::: Text excerpt
Peter: I think I want to really point out that the provenance model is to
allow the abstract machine to identify that UB to make their behavior as
they desire.

Davis: Yes, I was responding to what Martin was saying; we want to just use
UB, we do not need to **specifically** call out the exact tracking
mechanism for such UB. We just want to call it all UB. This will leave
compilers with all of their room to manuever

Martin: So I agree on a high-level of this, where we want UB to be there.
But we need to provide a more targeted mechanism to allow for that UB to
identified, AND without an exposure mechanism (Scribe note: the "ae" of
PNVI-ae-udi) then it is not clear how to either clamp down on the UB or
otherwise enumerate useful possibilities because it will be too wide.
Having the analysis and exposure mechanisms specifically called out helps
give C programmers the exact tools in conjunction with their
implementations to get this correct.

Jens: If you take a pointer value and cast it to uintptr_t, it is not
possible to do proper aliasing analysis. We just want to make sure that
part is in there.

Davis: The problem here with this model is that if there's a cast from a
pointer to a uintptr_t means that there might be some notional idea of
state in the virtual abstract machines. I want to eliminate that notional
idea of state and reach the same answer as PNVI-ae-udi without being that
specific or require that notional idea of the state that might need to be
tracked or carried through.

Peter: So I think the only issues with the angelic nondeterminism is that
it becomes very, very hard to compute -- sort of mathemtically -- the kinds
of programs we can have predictable programs that users can rely on,
epecially without some kind of exposure mechanic or similar.
::::::
Task prompt: Repeat the pointer provenance discussion word for word, starting at "But we need" and ending at "be too wide.". The material after this discussion is separate from it.
::: Provided data
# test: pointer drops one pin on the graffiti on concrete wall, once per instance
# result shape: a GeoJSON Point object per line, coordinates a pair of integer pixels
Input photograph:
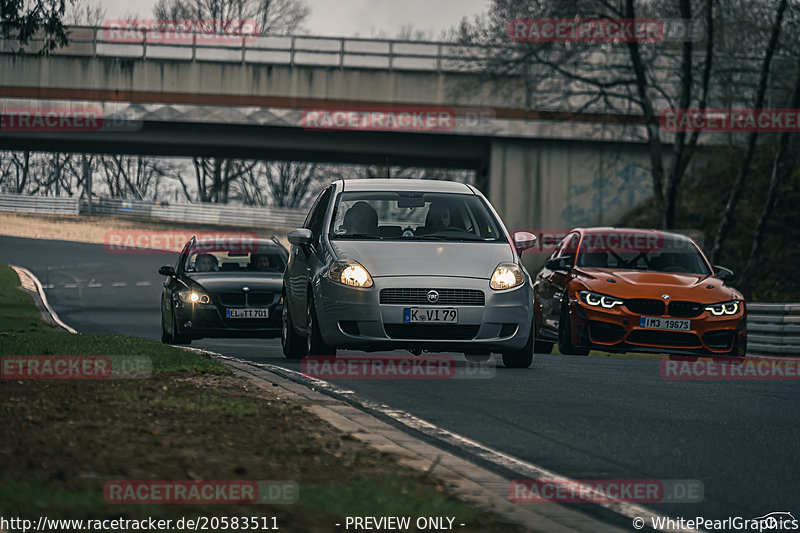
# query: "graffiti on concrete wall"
{"type": "Point", "coordinates": [608, 196]}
::::::
Final result:
But we need to provide a more targeted mechanism to allow for that UB to
identified, AND without an exposure mechanism (Scribe note: the "ae" of
PNVI-ae-udi) then it is not clear how to either clamp down on the UB or
otherwise enumerate useful possibilities because it will be too wide.